▸ **Исходный отрывок**
.....

6 января 1730 года, когда проходило традиционное Водосвятие на Неве, Петр явился на церемонию с опозданием и расположился за открытыми санями, в которых сидела Екатерина. Мороз был сильный, и звуки речи священника, равно как и пение хора, казались в ледяном воздухе какими-то ирреальными. Клубы пара, вылетавшие изо ртов певчих, закрывали их лица. Петр дрожал от холода, служба казалась ему бесконечной. Вернувшись домой, он почувствовал, что его лихорадит, и лег в постель. Все решили, что царь простудился. К 12 января ему стало лучше, но спустя еще пять дней лекари обнаружили у него признаки оспы. Когда стало известно, что царь заболел оспой, в те времена болезнью чаще всего смертельной, Долгорукие, охваченные паникой, собрались в Головинском дворце. Лица – вытянутые, на них отражался ужас от услышанного. Предчувствие катастрофы заставляло не успевшую еще официально породниться с царем семью искать средства избежать ее. Среди всеобщей растерянности Алексей Долгорукий объявил, что существует единственное решение проблемы в случае, если император скоро умрет: нужно немедленно короновать ту, кого он избрал себе в супруги: Екатерину, Катеньку. Но это предложение показалось князю Василию Владимировичу из ряда вон выходящим, и он запротестовал от имени всего семейства.
«– Ни я сам не хочу быть ее подданным, и никто из моих близких не хочет! Она еще не замужем за императором!
– Они обручены! – возразил Алексей.
– Это не одно и то же!»
Разгорелся спор. Князь Сергей Долгорукий предложил поднять гвардию, чтобы она поддержала притязания невесты царя. Обернувшись к генералу Василию Владимировичу Долгорукому, он закричал:
«Вы с Иваном командуете Преображенским полком. И можете заставить своих людей сделать все, что пожелаете!..
– Нас бы убили на месте!» – ответил генерал и покинул собрание.
После его ухода другой Долгорукий, князь Василий Лукич, член Верховного тайного совета, сидевший у камина, где пылал огонь, по собственной воле составил и стал записывать текст завещания, которое надо было подсунуть царю на подпись, пока тот еще в состоянии читать и подписывать официальные документы. Другие члены семьи сгрудились за его спиной и стали подсказывать кто слово, кто целую фразу, стараясь украсить этот текст. Когда дело было сделано, раздался голос кого-то из присутствовавших: а вдруг, спросил этот человек, неблагонадежные или злонамеренные лица усомнятся в подлинности завещания? Тут же третий Долгорукий, Иван, фаворит Петра, жених Натальи Шереметевой, пришел на помощь. Нужна подпись царя? Нет ничего проще! Вытащив из кармана какую-то бумажку, он показал ее родственникам.

.....

▸ **Исходные записи**
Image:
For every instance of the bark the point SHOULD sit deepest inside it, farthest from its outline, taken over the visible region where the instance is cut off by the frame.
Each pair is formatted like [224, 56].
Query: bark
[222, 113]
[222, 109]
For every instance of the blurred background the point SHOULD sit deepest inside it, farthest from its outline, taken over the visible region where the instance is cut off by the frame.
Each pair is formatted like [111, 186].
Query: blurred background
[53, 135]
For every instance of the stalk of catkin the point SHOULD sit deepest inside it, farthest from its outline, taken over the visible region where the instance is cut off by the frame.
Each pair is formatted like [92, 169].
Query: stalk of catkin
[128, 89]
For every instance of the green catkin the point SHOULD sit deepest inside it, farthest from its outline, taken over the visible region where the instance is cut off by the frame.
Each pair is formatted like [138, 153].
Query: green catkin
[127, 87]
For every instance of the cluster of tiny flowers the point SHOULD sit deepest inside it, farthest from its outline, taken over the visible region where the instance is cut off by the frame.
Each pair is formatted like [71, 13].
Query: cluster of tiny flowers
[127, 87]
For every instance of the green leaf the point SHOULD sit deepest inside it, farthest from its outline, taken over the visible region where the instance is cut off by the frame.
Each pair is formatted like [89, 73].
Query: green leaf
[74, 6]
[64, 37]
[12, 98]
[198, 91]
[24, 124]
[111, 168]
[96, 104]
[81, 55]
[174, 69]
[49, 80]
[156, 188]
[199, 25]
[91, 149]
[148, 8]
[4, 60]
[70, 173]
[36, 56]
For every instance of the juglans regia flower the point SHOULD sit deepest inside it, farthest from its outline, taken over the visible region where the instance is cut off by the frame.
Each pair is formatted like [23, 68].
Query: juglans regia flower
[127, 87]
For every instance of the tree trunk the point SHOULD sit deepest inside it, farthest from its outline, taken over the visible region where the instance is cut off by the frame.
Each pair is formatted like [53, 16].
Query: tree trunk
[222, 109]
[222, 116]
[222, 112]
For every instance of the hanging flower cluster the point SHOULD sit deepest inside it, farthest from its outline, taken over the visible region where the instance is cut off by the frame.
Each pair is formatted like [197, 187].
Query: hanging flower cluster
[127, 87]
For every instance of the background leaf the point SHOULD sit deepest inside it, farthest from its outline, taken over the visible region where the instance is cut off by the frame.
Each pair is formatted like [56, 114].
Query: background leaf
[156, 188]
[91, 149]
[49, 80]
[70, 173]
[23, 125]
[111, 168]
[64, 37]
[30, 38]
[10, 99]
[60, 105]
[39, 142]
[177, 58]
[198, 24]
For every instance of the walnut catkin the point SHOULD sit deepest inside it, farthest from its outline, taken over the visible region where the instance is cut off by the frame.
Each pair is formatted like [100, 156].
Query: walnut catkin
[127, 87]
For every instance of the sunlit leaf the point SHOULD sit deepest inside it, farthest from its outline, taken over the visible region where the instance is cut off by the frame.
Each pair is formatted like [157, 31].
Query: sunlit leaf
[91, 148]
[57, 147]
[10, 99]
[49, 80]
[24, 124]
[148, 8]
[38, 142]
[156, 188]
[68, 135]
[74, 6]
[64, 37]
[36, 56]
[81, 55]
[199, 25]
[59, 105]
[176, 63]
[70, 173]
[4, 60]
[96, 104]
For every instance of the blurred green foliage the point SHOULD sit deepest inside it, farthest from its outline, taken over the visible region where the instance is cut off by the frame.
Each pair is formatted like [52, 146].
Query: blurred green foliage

.....

▸ **Что требуется**
Ответьте, пожалуйста, по отрывку о болезни Петра: кого Алексей Долгорукий предложил немедленно короновать на случай скорой смерти императора? Записи никак не связаны с отрывком.

▸ **Поле ответа**
Екатерину, которую царь избрал себе в супруги.